Task statement → Retype only what runs from the line that contains "the bird in" through the last line of the listing below, both lines included.

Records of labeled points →
>>>

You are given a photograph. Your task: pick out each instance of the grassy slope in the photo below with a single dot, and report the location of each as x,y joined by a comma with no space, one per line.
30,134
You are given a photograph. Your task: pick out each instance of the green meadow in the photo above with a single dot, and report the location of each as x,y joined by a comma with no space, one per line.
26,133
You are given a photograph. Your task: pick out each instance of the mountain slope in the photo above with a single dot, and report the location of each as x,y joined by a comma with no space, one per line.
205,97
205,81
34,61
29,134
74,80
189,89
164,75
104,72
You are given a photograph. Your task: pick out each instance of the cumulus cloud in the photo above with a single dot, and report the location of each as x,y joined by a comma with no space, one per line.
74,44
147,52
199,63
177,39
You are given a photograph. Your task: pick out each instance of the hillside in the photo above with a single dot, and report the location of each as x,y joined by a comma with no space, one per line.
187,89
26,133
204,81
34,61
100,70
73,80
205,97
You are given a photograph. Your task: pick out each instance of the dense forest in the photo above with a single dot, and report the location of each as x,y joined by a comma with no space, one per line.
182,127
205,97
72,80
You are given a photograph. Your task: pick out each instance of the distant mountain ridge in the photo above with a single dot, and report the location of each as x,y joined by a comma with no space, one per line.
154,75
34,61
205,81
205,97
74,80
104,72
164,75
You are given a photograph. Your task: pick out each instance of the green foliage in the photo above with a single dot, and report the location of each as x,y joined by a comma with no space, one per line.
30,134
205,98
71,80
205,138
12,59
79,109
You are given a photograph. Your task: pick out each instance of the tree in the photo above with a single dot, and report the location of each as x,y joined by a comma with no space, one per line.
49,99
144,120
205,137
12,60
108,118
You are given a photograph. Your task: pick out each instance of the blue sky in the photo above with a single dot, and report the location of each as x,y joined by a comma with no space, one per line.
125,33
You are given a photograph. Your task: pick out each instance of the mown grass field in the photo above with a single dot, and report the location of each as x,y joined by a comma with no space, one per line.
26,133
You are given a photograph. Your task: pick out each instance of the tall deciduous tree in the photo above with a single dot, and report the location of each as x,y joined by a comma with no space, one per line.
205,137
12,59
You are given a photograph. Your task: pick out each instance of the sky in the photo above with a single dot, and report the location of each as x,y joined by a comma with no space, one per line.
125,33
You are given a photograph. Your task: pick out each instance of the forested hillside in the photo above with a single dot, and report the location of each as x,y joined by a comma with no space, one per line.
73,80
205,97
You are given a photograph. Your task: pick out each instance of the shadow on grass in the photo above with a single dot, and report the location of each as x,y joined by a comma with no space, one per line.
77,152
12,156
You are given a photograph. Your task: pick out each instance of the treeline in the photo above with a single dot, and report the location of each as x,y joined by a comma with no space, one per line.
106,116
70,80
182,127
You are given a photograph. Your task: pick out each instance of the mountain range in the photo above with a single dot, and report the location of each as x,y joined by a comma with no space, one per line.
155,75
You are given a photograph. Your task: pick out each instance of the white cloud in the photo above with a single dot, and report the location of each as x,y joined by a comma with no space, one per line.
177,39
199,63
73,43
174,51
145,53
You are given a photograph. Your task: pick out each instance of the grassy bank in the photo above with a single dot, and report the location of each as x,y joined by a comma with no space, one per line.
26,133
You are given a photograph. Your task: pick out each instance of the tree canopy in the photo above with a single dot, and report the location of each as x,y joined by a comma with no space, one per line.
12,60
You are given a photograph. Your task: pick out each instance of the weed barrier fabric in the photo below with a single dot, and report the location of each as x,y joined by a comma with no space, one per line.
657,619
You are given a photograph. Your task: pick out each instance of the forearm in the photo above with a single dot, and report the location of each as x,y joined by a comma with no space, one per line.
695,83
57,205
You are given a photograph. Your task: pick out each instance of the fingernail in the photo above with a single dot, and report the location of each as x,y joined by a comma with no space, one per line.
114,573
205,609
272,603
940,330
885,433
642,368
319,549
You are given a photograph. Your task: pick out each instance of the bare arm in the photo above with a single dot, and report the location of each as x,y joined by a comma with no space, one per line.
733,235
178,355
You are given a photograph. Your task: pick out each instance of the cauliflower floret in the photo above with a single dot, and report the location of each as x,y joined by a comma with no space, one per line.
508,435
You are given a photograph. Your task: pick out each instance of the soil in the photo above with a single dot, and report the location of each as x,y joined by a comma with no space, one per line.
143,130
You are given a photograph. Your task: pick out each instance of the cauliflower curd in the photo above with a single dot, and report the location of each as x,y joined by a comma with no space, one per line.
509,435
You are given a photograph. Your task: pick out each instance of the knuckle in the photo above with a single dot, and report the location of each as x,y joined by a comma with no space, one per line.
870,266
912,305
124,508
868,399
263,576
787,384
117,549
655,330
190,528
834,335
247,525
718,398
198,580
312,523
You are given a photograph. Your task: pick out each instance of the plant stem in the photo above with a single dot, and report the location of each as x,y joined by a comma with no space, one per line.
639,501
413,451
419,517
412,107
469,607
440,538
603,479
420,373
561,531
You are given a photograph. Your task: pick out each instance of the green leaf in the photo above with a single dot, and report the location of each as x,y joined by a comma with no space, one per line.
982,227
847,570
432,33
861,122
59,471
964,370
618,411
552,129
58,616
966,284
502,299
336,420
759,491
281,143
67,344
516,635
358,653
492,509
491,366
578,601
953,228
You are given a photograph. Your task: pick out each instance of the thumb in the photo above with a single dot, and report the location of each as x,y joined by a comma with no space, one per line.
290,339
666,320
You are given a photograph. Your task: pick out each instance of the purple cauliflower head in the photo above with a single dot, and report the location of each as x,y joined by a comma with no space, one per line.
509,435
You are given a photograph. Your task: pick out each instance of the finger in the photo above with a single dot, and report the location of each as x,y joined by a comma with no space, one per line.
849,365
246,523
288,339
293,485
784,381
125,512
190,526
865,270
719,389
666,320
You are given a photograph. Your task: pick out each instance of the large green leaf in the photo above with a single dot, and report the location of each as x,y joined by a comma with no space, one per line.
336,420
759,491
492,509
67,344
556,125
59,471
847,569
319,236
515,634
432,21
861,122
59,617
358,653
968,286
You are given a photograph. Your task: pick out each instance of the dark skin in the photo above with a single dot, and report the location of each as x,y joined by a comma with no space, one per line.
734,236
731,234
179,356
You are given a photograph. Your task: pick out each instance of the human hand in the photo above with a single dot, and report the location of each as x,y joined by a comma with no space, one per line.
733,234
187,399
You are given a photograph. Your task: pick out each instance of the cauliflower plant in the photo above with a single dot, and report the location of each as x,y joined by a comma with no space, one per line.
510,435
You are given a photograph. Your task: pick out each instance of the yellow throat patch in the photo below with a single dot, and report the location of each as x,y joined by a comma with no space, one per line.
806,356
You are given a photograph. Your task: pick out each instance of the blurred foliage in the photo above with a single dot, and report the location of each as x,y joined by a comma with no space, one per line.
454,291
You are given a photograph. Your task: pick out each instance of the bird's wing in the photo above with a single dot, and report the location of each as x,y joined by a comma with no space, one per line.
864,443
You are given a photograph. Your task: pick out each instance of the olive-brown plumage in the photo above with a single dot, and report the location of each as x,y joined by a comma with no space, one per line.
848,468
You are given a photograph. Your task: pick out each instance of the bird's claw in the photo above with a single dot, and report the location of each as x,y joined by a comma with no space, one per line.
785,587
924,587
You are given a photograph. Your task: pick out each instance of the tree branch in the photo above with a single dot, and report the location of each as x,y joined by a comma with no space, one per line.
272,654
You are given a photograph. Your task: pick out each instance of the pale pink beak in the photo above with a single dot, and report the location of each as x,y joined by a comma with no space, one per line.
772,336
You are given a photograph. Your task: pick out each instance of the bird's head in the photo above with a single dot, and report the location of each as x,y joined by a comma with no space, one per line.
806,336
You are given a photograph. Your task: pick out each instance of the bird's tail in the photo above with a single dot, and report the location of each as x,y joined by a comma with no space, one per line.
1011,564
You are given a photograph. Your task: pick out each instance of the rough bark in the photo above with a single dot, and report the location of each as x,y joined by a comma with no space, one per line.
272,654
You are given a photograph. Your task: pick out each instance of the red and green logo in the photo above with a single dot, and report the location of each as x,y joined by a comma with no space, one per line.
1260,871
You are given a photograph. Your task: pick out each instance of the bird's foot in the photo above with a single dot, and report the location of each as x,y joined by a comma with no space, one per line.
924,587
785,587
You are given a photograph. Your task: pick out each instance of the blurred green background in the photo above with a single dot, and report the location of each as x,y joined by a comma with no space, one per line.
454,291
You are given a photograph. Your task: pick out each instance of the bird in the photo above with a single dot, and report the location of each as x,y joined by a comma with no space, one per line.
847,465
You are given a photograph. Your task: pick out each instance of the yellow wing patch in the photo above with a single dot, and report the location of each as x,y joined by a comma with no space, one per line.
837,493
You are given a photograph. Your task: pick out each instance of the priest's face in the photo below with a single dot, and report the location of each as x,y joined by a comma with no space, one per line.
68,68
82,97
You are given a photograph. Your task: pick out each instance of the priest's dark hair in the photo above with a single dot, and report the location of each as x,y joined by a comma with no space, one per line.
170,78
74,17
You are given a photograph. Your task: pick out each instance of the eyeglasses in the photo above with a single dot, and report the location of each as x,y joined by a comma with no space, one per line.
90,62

<<<

Task response →
You are given a photograph. Your task: pick out each instance of the bird in the photo above with a single dot, and report the location of each as x,y joined by a comma with no space, one per line.
847,465
You are given a photograph. Your task: pick out each instance of the yellow wing patch in the photo above with a single dot, and report the location of each as x,y joined by a comma with no space, one per line.
837,493
You are given a photograph. Your task: pick out each instance of the priest's face in the photo below with a single dot, and report the location of each as x,y joined by a comma with no space, one per line.
68,68
82,97
You are given a photograph. Your task: pick out each instance of the priest's dark hair in the photo above with a single dot, and report the location of each as x,y joined by a comma with no space, one per line.
170,78
74,17
You are given a photograph. Your task: pick out each instance of the eyeglasses in the photo above with a single dot, and report the location of each as x,y joined by a comma with no space, one per line.
90,62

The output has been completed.